Given data:
____________________

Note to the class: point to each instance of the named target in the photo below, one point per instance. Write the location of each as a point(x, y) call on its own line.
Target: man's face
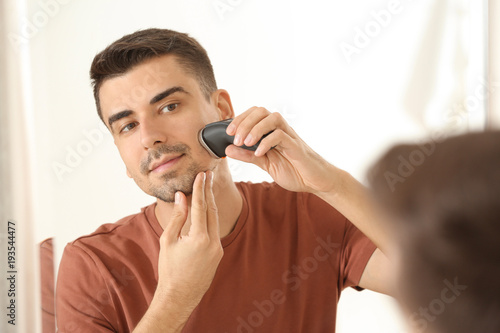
point(154, 113)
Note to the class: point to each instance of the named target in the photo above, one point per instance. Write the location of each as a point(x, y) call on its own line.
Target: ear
point(223, 104)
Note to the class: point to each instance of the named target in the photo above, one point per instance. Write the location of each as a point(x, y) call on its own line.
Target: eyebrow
point(125, 113)
point(167, 93)
point(117, 116)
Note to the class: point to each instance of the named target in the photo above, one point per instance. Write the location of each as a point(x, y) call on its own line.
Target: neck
point(227, 198)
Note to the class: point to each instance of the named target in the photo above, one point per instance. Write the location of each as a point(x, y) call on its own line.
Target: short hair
point(443, 200)
point(136, 48)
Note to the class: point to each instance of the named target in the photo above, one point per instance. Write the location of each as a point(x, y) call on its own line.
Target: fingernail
point(237, 140)
point(248, 140)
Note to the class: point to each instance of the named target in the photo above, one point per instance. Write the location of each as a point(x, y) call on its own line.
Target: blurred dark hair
point(443, 199)
point(138, 47)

____________________

Work required:
Repeat the records word for word. Leave out whatever pictures they hold.

Response:
Note to the class: point to each instance of the named target in the photo below, one point per instance. Write the location of each as a point(x, y) call on its own line.
Target: man's face
point(154, 113)
Note to the class: point to each instance of the named target in the photo above, one point per instance. Write the location of each as a point(x, y) call on its own line.
Target: ear
point(223, 104)
Note to the class: point to each instance of the named target in the photo above, one point per instance. Write the location of each as a point(x, y) call on its own line.
Target: eyebrow
point(125, 113)
point(167, 93)
point(117, 116)
Note to the class: point to each instance of the named target in the photo above, one point per instance. Write the location of each as a point(x, y) call on its own line.
Target: neck
point(227, 198)
Note to the class: point to each instance of the named target in the photo above, one point per instance. Write the location of each as a point(x, y) call on its own line.
Target: short hair
point(443, 200)
point(136, 48)
Note to the class: point to each instance of the named target in the photo above, one point per instance. Write the location of each as a point(x, y) call on its own line.
Target: fingernail
point(237, 140)
point(248, 140)
Note to the class: point to each instance of the named target in the photo above, one point per instance. Write the location of each as a point(x, y) call on its own line.
Target: blurred dark hair
point(443, 199)
point(138, 47)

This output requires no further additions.